**Data extract**
::::::::::

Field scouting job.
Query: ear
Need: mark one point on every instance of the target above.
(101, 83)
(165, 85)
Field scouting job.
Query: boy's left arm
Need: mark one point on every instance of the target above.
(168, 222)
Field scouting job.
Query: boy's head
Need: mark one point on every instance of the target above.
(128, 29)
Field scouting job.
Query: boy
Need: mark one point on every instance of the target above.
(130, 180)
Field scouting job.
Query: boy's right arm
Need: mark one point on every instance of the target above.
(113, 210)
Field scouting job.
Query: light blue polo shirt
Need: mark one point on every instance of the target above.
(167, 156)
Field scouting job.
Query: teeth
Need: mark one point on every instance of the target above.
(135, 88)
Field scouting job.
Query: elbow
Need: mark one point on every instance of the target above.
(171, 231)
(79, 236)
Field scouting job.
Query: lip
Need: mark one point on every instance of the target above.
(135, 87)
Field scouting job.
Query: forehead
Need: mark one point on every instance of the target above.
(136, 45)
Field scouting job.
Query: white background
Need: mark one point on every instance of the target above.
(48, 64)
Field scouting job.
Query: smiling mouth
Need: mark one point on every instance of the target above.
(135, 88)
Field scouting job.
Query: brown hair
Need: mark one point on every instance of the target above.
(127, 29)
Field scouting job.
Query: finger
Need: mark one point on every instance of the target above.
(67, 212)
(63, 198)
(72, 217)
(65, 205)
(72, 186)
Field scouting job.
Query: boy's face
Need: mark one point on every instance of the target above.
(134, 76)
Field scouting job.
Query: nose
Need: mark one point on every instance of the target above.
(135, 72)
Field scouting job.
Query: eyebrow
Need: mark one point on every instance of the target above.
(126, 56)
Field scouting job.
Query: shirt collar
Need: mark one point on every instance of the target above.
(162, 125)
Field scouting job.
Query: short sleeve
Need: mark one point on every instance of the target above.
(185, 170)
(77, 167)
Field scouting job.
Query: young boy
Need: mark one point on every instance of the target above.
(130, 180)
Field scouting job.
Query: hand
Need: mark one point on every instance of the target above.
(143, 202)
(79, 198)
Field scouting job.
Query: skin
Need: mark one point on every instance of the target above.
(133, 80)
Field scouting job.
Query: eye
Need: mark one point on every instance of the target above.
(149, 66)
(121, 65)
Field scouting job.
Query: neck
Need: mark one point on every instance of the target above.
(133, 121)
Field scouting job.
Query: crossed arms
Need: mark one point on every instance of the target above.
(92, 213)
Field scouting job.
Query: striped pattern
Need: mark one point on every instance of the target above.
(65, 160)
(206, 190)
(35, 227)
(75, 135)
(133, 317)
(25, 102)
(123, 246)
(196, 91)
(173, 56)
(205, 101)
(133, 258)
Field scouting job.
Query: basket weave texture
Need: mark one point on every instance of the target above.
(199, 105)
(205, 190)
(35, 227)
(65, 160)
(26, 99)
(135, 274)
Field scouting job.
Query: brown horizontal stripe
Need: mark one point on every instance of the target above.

::::::::::

Everything from the line containing "Query: crossed arms" to the last line of the material above must be copied exactly, and only that.

**Exercise solution**
Query: crossed arms
Need: mark one point on every instance of the target above.
(92, 213)
Field scouting job.
Query: striped pattern
Need: mark one point on every instance of the target above.
(65, 160)
(206, 190)
(35, 227)
(75, 135)
(133, 317)
(25, 102)
(123, 246)
(196, 91)
(173, 56)
(205, 101)
(133, 258)
Field scouting job.
Query: basket weave texture
Need: mark one point on every instance of the target above.
(199, 105)
(205, 190)
(35, 227)
(65, 160)
(26, 99)
(135, 274)
Field scouting job.
Query: brown horizontal stripe
Need: mark one point on every instance of the target above.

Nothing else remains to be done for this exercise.